Produk sirip hiu yang dikirim ke Indonesia sudah dipacking sesuai dengan jenisnya. Misalnya sirip punggung Hiu jenis Whitetip, sirip ekor Hiu jenis Blacktip, sirip dada dari Hiu Martil. Produk datang dalam bentuk beku. Sedangkan dari lokal dalam bentuk kering. Untuk membantu produksi sirip hiu dari berbagai negara ini, memekerjakan sekitar 1500 pegawai.
Setelah diolah menjadi produk, sirip ikan hiu dikirim ke Jepang. Ada dua jenis produk siap makan yang siap diekspor, yaitu Paitsu dan Sakika. Alur proses sirip hiu dimulai dari memasak sirip hiu yang kemudian membuang kulit arinya. Selain itu sirip hiu direndam dengan obat-obatan dan juga enzim menetralisir bakteri dan amoniak. Untuk produk Paitsu, sirip hiu dikukus kemudian dijemur. Sedangkan produk Sakika dimasak lagi hingga hancur dan kemudian diblender hingga menjadi bubur.
Menurut Pak Nyong, ada beberapa jenis hiu yang tidak bisa diolah. Seperti hiu tutul (Whaleshark) karena dagingnya yang hancur. Sedangkan sisanya mereka masih menggunakannya sebagai produk ekspor ke Jepang. Beliau juga mengatakan bahwa kulit ikan Pari Manta juga digunakan.

INFORMASI YANG DITAMPILKAN
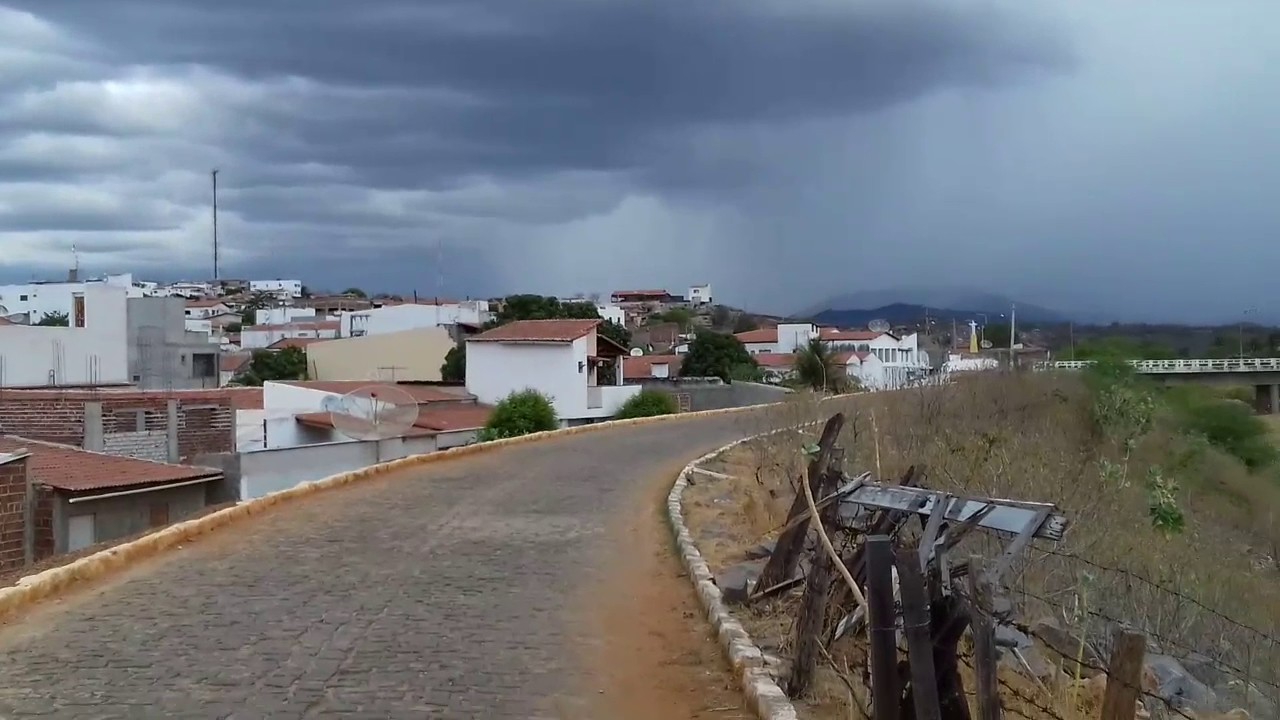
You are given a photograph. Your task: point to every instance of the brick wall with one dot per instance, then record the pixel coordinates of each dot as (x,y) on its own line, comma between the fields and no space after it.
(13,497)
(147,445)
(206,419)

PENGGUNAAN INFORMASI
1. Jelaskan berdasarkan kutipan tentang pengolahan sirip hiu mengapa hiu tutul tidak bisa diolah.
2. Ulangi tanpa perubahan bagian kutipan tentang pengolahan sirip hiu yang diawali kata-kata berisi "Setelah diolah menjadi" dan ditutup dengan "hingga menjadi bubur.".

JAWABAN TUGAS
1. Hiu tutul (Whaleshark) tidak bisa diolah karena dagingnya hancur.

2.
Setelah diolah menjadi produk, sirip ikan hiu dikirim ke Jepang. Ada dua jenis produk siap makan yang siap diekspor, yaitu Paitsu dan Sakika. Alur proses sirip hiu dimulai dari memasak sirip hiu yang kemudian membuang kulit arinya. Selain itu sirip hiu direndam dengan obat-obatan dan juga enzim menetralisir bakteri dan amoniak. Untuk produk Paitsu, sirip hiu dikukus kemudian dijemur. Sedangkan produk Sakika dimasak lagi hingga hancur dan kemudian diblender hingga menjadi bubur.